■ **ABOUT THIS TASK**
Which lines in the records below contain the word "grassy"? Copy each one out.

#####

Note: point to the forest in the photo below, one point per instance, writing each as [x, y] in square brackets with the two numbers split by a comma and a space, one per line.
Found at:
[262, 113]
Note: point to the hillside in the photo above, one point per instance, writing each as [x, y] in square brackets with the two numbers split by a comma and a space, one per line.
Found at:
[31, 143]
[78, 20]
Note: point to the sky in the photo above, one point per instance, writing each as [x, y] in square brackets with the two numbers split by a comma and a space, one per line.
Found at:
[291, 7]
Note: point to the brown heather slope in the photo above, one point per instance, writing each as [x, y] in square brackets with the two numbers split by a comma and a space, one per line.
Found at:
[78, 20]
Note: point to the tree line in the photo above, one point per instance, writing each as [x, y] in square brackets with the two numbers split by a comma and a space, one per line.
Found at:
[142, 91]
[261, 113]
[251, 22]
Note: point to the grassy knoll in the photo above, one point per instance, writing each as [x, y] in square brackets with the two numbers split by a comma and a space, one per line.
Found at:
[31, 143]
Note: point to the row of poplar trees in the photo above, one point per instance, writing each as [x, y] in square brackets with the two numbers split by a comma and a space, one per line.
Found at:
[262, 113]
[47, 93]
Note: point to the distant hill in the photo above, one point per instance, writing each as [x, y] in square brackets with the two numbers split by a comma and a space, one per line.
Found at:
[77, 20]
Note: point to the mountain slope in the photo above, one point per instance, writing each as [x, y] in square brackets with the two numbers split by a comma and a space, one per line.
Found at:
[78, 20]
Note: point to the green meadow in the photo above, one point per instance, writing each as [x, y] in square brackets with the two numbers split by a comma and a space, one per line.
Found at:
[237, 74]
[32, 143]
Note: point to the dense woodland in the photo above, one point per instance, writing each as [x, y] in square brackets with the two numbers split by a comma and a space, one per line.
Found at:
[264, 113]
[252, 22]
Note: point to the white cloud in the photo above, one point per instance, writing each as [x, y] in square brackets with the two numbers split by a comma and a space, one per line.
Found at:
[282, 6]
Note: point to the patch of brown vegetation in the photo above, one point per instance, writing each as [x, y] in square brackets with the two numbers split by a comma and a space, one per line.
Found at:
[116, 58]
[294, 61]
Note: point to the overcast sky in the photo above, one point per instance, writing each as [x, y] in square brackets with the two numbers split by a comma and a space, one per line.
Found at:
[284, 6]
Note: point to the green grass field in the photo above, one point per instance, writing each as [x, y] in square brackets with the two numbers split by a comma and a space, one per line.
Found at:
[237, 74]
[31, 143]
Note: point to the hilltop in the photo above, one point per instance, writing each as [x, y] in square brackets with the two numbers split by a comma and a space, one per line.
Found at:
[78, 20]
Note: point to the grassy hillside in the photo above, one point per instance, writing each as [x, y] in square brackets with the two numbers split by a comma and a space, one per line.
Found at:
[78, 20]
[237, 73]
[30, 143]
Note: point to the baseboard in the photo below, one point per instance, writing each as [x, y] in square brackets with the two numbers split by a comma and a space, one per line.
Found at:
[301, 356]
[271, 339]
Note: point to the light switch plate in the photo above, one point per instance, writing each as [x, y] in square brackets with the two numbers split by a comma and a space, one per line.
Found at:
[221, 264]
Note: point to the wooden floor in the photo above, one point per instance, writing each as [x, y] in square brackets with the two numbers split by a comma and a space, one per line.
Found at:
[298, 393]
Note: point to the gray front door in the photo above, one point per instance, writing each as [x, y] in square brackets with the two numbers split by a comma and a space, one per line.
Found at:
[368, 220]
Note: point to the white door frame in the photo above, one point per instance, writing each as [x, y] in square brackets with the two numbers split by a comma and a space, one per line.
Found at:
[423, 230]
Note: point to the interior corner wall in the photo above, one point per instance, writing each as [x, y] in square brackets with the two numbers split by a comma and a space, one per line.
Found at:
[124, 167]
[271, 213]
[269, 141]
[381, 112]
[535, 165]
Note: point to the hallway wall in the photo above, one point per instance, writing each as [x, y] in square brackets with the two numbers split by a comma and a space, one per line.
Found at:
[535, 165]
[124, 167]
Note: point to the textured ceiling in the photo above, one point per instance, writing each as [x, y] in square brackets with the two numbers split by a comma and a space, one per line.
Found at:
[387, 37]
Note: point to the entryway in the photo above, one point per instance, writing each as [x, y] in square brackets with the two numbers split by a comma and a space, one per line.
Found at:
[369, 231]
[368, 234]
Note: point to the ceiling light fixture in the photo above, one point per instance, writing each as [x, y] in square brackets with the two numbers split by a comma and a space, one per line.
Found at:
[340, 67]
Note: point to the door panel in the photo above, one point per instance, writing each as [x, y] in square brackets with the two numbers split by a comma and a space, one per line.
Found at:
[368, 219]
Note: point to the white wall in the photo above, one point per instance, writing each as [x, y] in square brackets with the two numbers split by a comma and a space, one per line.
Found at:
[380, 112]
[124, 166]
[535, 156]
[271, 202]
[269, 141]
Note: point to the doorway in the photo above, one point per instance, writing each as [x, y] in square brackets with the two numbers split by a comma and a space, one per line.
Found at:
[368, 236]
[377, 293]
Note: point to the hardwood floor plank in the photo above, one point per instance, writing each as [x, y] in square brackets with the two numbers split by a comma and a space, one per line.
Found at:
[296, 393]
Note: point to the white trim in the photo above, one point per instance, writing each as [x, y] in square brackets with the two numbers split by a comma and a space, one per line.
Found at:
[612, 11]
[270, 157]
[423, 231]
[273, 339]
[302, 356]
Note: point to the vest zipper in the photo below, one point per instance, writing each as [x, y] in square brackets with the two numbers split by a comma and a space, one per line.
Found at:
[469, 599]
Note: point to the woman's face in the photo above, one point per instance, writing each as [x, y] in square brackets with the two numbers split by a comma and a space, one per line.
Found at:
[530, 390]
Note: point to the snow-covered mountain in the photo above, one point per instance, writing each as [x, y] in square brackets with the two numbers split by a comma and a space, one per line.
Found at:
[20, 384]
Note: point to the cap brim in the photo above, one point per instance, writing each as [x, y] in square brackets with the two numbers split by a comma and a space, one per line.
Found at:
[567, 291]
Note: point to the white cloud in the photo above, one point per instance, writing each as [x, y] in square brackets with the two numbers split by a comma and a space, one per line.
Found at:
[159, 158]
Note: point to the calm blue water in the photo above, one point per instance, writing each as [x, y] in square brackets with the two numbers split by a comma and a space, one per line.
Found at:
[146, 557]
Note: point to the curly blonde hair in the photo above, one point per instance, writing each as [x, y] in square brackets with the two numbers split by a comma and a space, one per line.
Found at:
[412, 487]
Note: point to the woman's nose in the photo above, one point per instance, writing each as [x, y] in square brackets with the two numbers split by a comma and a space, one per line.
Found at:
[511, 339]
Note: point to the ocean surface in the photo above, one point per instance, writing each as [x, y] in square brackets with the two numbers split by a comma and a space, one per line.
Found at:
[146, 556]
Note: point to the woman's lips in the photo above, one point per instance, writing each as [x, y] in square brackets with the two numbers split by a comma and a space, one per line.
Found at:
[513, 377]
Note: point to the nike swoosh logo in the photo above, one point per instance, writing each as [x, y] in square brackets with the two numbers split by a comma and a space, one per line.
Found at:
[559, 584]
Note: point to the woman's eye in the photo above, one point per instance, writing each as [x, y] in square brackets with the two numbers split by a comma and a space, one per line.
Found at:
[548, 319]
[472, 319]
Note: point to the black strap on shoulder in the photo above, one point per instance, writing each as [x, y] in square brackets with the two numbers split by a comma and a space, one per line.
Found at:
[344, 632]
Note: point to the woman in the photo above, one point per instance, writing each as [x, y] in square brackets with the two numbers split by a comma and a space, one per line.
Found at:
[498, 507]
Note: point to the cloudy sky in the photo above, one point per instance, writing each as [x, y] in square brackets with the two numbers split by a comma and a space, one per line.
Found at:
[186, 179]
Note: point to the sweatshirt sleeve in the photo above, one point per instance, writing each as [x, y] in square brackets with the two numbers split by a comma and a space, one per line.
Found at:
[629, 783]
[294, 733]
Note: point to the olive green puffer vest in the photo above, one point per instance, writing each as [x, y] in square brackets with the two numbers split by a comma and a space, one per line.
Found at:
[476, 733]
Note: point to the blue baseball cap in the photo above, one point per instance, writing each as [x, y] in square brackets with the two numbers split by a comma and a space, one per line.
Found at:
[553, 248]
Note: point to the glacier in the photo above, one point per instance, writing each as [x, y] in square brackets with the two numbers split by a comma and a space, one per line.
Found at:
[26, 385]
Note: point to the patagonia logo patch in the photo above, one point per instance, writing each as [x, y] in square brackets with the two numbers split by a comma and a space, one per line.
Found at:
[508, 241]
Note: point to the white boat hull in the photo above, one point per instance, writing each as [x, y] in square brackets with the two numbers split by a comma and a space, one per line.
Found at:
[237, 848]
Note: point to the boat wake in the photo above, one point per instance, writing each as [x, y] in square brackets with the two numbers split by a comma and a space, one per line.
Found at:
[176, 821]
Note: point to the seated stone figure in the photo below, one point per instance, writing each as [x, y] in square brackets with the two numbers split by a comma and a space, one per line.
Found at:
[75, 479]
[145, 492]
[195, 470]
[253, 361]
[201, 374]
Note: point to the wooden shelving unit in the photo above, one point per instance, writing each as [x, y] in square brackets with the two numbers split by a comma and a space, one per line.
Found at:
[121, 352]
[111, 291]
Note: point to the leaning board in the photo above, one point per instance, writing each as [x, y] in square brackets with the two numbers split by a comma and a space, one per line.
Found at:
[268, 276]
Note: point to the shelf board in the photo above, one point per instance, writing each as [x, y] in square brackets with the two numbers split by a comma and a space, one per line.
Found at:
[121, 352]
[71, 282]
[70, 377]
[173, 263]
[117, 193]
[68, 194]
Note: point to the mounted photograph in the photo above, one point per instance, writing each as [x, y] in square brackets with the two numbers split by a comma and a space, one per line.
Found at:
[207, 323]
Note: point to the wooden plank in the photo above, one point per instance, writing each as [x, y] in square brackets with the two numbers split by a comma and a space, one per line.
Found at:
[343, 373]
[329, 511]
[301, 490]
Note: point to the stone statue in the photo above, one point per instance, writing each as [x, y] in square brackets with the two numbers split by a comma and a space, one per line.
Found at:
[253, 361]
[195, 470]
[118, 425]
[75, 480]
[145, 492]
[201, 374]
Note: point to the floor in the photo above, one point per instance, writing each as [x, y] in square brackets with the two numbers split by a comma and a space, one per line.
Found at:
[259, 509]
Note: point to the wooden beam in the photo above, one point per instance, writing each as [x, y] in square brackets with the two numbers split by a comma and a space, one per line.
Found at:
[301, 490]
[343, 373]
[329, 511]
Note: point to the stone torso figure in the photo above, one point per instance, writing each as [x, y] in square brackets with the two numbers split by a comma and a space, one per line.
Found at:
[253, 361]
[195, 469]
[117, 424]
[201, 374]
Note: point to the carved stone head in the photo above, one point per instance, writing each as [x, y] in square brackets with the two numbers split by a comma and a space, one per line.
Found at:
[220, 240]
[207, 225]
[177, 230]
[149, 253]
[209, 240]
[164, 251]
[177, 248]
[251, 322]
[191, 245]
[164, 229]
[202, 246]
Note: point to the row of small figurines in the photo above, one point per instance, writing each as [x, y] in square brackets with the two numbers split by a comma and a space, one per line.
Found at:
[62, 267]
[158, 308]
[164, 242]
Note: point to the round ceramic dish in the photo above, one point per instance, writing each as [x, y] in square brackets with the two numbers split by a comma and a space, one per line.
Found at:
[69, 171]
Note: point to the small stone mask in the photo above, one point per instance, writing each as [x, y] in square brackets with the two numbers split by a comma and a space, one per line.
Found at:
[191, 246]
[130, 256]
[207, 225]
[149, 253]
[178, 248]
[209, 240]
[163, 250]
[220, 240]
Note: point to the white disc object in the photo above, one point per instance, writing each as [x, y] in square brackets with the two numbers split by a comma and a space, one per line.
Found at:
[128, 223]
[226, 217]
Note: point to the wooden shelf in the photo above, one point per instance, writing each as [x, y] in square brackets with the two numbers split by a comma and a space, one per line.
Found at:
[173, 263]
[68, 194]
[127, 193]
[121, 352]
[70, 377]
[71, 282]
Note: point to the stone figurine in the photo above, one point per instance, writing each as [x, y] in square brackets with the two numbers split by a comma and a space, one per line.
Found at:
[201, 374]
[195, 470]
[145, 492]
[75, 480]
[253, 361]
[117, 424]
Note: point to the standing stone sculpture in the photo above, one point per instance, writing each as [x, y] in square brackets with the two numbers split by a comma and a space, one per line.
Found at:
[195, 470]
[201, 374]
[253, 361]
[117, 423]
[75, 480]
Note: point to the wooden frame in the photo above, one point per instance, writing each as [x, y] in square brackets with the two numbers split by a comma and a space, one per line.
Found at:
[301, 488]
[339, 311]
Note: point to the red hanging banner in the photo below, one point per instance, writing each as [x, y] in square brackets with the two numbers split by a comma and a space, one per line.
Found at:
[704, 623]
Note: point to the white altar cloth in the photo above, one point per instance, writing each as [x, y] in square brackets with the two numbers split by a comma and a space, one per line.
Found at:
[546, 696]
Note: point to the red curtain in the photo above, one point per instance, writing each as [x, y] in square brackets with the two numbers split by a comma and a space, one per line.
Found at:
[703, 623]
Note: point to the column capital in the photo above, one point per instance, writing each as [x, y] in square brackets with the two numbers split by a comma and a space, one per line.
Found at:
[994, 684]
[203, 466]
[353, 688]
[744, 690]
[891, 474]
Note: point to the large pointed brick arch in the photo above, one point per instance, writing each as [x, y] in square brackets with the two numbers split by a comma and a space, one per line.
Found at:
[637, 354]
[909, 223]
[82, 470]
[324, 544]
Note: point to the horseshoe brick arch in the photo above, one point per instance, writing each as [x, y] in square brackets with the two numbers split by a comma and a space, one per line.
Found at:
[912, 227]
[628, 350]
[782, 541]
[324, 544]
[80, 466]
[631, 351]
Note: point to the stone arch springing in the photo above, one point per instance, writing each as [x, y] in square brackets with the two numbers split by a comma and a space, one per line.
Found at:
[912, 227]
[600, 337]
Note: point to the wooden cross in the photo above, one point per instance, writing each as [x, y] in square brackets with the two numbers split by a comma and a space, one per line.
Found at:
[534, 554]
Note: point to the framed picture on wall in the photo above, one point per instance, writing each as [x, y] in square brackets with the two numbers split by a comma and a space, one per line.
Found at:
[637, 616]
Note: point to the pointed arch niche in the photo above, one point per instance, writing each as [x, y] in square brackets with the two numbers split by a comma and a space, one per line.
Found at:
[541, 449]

#####

■ **EXERCISE ANSWER**
Note: point to the grassy knoll in the photo above, one point per instance, writing each as [x, y] in square brackets with the two numbers split by a comma and a space, one per line.
Note: point to the grassy hillside in the photo above, one point per instance, writing each as [x, y] in square brackets with the two numbers split by a comma and a space, one per line.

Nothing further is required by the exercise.